1. Reconstruction, remodeling or construction of the following facilities, subject to the recording of a covenant or recorded declaration of restrictions precluding use of the property for other than the exempt purpose; provided, that if the property is used for a nonexempt purpose, then the park impact fees then in effect shall be paid:

a. Shelters or dwelling units for temporary placement which provide housing to persons on a temporary basis of not more than four weeks.

b. Construction or remodeling of transitional housing facilities or dwelling units that provide housing to persons on a temporary basis of not more than 24 months, in connection with job training, self-sufficiency training and human services counseling, the purpose of which is to help persons make the transition from homelessness to placement in permanent housing.

2. Rebuilding or replacement of a legally established dwelling unit(s) destroyed or damaged by fire, flood, explosion, act of God or other accident or catastrophe, or any other cause; provided, that the building permit is issued within a period of one calendar year after destruction for a new building or structure of the same size and use.

3. Alteration or Expansion.

a. Of an existing building where no additional residential units are created and where the use is not changed; and/or

b. The construction of accessory buildings or structures.

4. Mobile home where:

a. The installation of a replacement mobile home on a lot or other such site when a park impact fee for such mobile home site has previously been paid pursuant to this chapter or where a mobile home legally existed on such site on or prior to the effective date of the ordinance codified in this chapter.

b. The construction of any nonresidential building or structure or the installation of a nonresidential mobile home.

Any claim or exemption must be made no later than the time of application for a building permit or permit for mobile home installation. Any claim not so made shall be deemed waived.

5. Condominium projects in which existing dwelling units are converted into condominium ownership where no new dwelling units are created.

6. Previous mitigation where the development activity is exempt from the payment of an impact fee pursuant to RCW 82.02.100, due to mitigation of the same system improvement under the State Environmental Policy Act (SEPA) and such improvement is included within the capital facilities plan (CFP).

7. The creation of an accessory dwelling unit within an existing single-family structure or detached accessory building that was designed and built for human habitation under valid city building permits; provided, that: (a) the area being converted to an ADU was constructed as of May 21, 2018, and (b) the scope of work does not include conversion of a garage, nor a concurrent or subsequent floor area addition to the primary residence or accessory building. In such cases, the impact fee for the ADU shall be assessed with the aforementioned scope of work.

B. Upon application by the owner, a partial exemption of not more than 80 percent of park impact fees, with no explicit requirement to pay the exempted portion of the fee from public funds, may be granted to a low-income housing development, as defined below:

1. The director of planning and community development, after consultation with the director of parks, may grant an exemption to a low-income housing project listed in an annual consolidated action plan approved by city council.

2. The city council may grant an exemption to a low-income housing project not included in an annual consolidated action plan.

3. The decision to grant, partially grant or deny an exemption shall be based on the public benefit of the specific project, the extent to which the applicant has sought other funding sources, the financial hardship to the project of paying the impact fees, the impacts of the project on public facilities and services, and the consistency of the project with adopted city plans and policies relating to low-income housing.

4. An exemption granted under this subsection must be conditioned upon requiring the developer to record a covenant approved by the director of planning and community development that prohibits using the property for any purpose other than for low-income housing. At a minimum, the covenant must address price restrictions and household income limits for the low-income housing, and require that, if the property is converted to a use other than for low-income housing as defined in the covenant, the property owner must pay the applicable impact fees in effect at the time of any conversion. Covenants required by this subsection must be recorded with the Whatcom County auditor.

5. “Low-income housing” means housing with a monthly housing expense that is no greater than 30 percent of 80 percent of the median family income adjusted for family size, for Bellingham, as reported by the United States Department of Housing and Urban Development. [Ord. 2024-02-001 § 1; Ord. 2018-11-022 § 3; Ord. 2015-07-029 § 1; Ord. 2009-04-020; Ord. 2007-10-080; Ord. 2006-02-012].

**What you are asked to do**
Return everything from "a. The installation of" down to "units are created." in the park impact fee exemptions text, copied word for word. The entries that follow have no connection to the park impact fee exemptions text.

**Dataset extract**
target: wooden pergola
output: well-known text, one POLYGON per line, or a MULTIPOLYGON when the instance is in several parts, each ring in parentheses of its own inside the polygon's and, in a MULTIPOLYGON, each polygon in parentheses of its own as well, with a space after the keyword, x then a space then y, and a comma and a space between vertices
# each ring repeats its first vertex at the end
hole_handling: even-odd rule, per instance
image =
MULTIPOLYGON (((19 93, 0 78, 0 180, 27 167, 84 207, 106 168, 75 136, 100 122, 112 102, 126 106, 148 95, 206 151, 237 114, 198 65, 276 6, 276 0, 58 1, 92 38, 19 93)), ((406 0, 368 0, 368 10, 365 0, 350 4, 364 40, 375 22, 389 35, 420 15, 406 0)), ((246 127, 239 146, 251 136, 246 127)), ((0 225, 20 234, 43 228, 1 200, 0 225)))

**Task output**
a. The installation of a replacement mobile home on a lot or other such site when a park impact fee for such mobile home site has previously been paid pursuant to this chapter or where a mobile home legally existed on such site on or prior to the effective date of the ordinance codified in this chapter.

b. The construction of any nonresidential building or structure or the installation of a nonresidential mobile home.

Any claim or exemption must be made no later than the time of application for a building permit or permit for mobile home installation. Any claim not so made shall be deemed waived.

5. Condominium projects in which existing dwelling units are converted into condominium ownership where no new dwelling units are created.